▶ [Provided passage]:
====

EMPLOYMENT
Furloughs down slightly
The number of companies adopting cost-cutting furloughs and the number of employees asked to take leave without pay dropped slightly in the first two weeks of this month, according to government figures released yesterday. As of Monday, 1,447 workers from 35 companies had reached agreements with their employers to take furloughs, 10 fewer workers and three fewer companies than two weeks earlier, the Council of Labor Affairs’ latest figures showed.
ELECTRONICS
Hon Hai increasing staff
Hon Hai Group (鴻海集團) has been increasing its assembly-line workforce in central China, the company and media said yesterday. The group has been hiring workers at its Zhengzhou plant and is to continue to do so to “meet operational demands,” spokesman Simon Hsing (邢治平) said. The Wall Street Journal said the resumption of hiring in Zhengzhou indicated that Apple Inc is gearing up for the production of a new device.
SHIPPING
Evergreen plans new routes
Evergreen Marine Corp (長榮海運) said on Monday it is to cooperate with China Ocean Shipping Group Co and ZIM Integrated Shipping Services Ltd to run East Asian and South American routes from next month. A total of 10 container vessels are to operate on the weekly route. Each is set to be upgraded to a capacity of 8,500 twenty-foot equivalent units (TEU), up from an original 3,000 TEU.
INTERNET
Court rules against Google
A court in Japan has told Google it must de-link words in its autocomplete function to prevent the search engine suggesting criminal acts when users type one man’s name. The Monday ruling by the Tokyo District Court was the first time a court in Japan has ordered the search giant to alter this aspect of its algorithm, said Hiroyuki Tomita, a lawyer representing the plaintiff. The court also ordered the US-based company to pay ¥300,000 (US$3,100) for the mental anguish experienced by the man, whose identity has been withheld.
MINING
Rio Tinto ups iron forecast
Anglo-Australian mining giant Rio Tinto Group yesterday forecast global iron ore production of 265 million tonnes this year after posting record output in the first quarter. The mining titan said its global iron ore production from operations in Australia and Canada increased to 61 million tonnes in the three months to last month, up 4 percent on the same period last year. The miner also reported a 26 percent first-quarter hike in mined copper production and a 6 percent increase in aluminum output.
FINANCE
Trader pleads guilty to fraud
A securities trader has pleaded guilty for his role in a scheme involving the unauthorized purchase of about US$1 billion of Apple Inc shares that wound up costing his employer US$5 million. Federal prosecutors said 40-year-old David Miller pleaded guilty on Monday in Hartford, Connecticut, to conspiracy and fraud offenses. Miller’s attorney said he regrets what he did and will spend his life trying to make amends.
BANKING
Citigroup income up 30%
US banking giant Citigroup Inc on Monday reported a handsome 30 percent jump in year-on-year net income to US$3.8 billion on revenues of US$20.5 billion in the first quarter of the year, up from US$2.9 billion on US$19.4 billion the previous year, but chief financial officer John Gerspach said consumers remain hesitant to spend and forecasts for 2.5 percent GDP growth in the US this year were not consistent with a “vibrant, healthy” economy.

====

▶ [Dataset rows]:
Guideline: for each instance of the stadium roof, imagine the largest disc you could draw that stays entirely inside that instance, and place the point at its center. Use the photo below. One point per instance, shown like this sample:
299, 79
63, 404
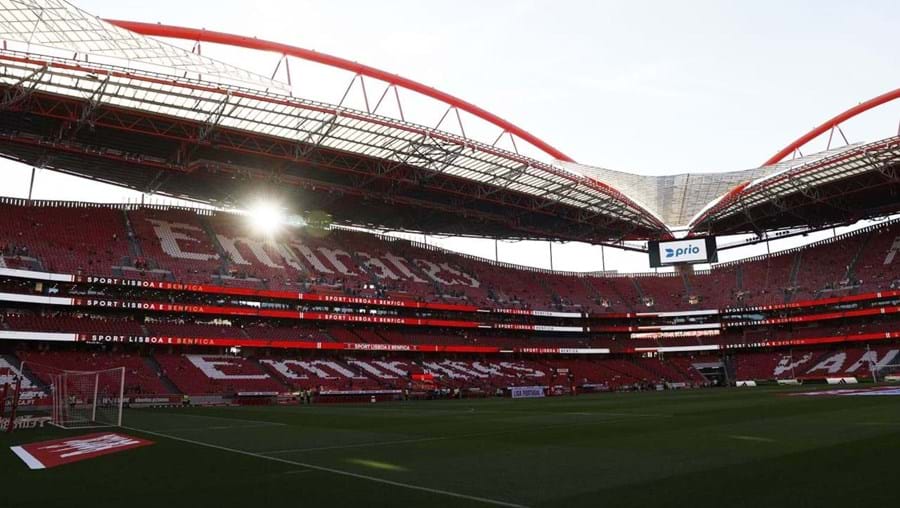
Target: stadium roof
87, 97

====

▶ [The exercise]: Please summarize the business news briefs in three sentences.

▶ [Answer to the problem]: Government figures showed slightly fewer companies and workers adopting furloughs, while Hon Hai Group has been adding assembly-line workers at its Zhengzhou plant in central China. Evergreen Marine Corp plans to run East Asian and South American routes with China Ocean Shipping Group Co and ZIM Integrated Shipping Services Ltd, and the Tokyo District Court ordered Google to de-link words in its autocomplete function and pay ¥300,000 to a man whose name had prompted suggestions of criminal acts. Rio Tinto forecast global iron ore production of 265 million tonnes this year after record first-quarter output, a securities trader pleaded guilty over the unauthorized purchase of about US$1 billion of Apple Inc shares, and Citigroup reported a 30 percent jump in first-quarter net income to US$3.8 billion.